### Exercise task A
List the online stores where the knitting pattern thread says the pattern can be downloaded.
### Exercise task B
Extract the passage from the knitting pattern thread, beginning at the words "## cableaway (Aug" and stopping after "workmanship is perfect.".

### Quoted text
<<<<

# Toddlers double breasted, three quarter length knitted coat/ jacket



## oge designs (Aug 14, 2012)

This sweet little girls 3/4 length double breasted jacket/coat is sure to be a winner, comfortable, cozy and very fashionable. I would class this pattern suitable for the beginner/ advanced beginner knitter. Stitches used are; knit, purl, K2 together also cast on, cast off and pick up stitches around neckline for collar. Worked in a light worsted yarn (8ply) on larger needles, so knits up fairly quickly.

Sizes 12-18 months and 18 -24 months 
Pattern Price US $4.73

Pattern is available for instant download at my Ravelry, Etsy or Craftsy store
http://www.ravelry.com/patterns/library/little-girls-double-breasted-3-4-length-coat-p052
http://www.etsy.com/au/listing/180584033/little-girls-three-quarter-length-double?ref=shop_home_active_5


----------



## missmolly (Jun 8, 2011)

Lovely coat design :thumbup:


----------



## PointySticksNStones (Mar 20, 2012)

I love all of your designs.


----------



## laurelarts (Jul 31, 2011)

As always, your designs are wonderful.


----------



## mopgenorth (Nov 20, 2011)

This is so beautiful - unfortunately my one and only granddaughter is 36+ months or I would be making it for her in a heart beat!!!


----------



## kwright (Mar 16, 2012)

Well done!!!


----------



## Sewbizgirl (May 11, 2011)

That is so beautiful... For the well dressed tot!


----------



## Katsch (Mar 15, 2011)

Gorgeous, someday I may have a GD.


----------



## Frannyward (Mar 22, 2012)

Oh! I love your work.


----------



## mollyannhad (Feb 1, 2011)

thats elegant!


----------



## StellasKnits (Apr 10, 2011)

So sweet!


----------



## janis blondel (May 20, 2011)

Just purchased the pattern.


----------



## oge designs (Aug 14, 2012)

Thank you Janis for your support, and a big thanks to you all for your lovely comments


----------



## nannas little helper (Feb 1, 2014)

How beautiful wish it was for bigger sizes too would love to knit this for my GD but she is 4 1/2 it looks so feminine your work is stunning thanks for sharing xx


----------



## Sandiego (Sep 17, 2011)

Adorable sweater!!!! Nice knitting! ;0)


----------



## nanaof3 (Sep 17, 2011)

VERY pretty...nice job!


----------



## cableaway (Aug 1, 2013)

Very nice - I too have a GD who is 3 and wish it came in larger sizes. Well my DIL is expecting maybe it will be a girl.


----------



## lil rayma (Mar 29, 2012)

Just darling. I don't know how you come up with all of the beautiful designs that you do. They are all so nice and so different and your workmanship is perfect.


----------



## NanaG (Jun 12, 2012)

Beautiful!!


----------



## Rainebo (Apr 22, 2012)

>>>>

### Stored data
<<<<

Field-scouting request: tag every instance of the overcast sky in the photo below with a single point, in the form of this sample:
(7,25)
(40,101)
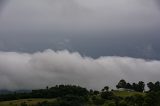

>>>>

### Complete output A
Ravelry
Etsy
Craftsy

### Complete output B
## cableaway (Aug 1, 2013)

Very nice - I too have a GD who is 3 and wish it came in larger sizes. Well my DIL is expecting maybe it will be a girl.


----------



## lil rayma (Mar 29, 2012)

Just darling. I don't know how you come up with all of the beautiful designs that you do. They are all so nice and so different and your workmanship is perfect.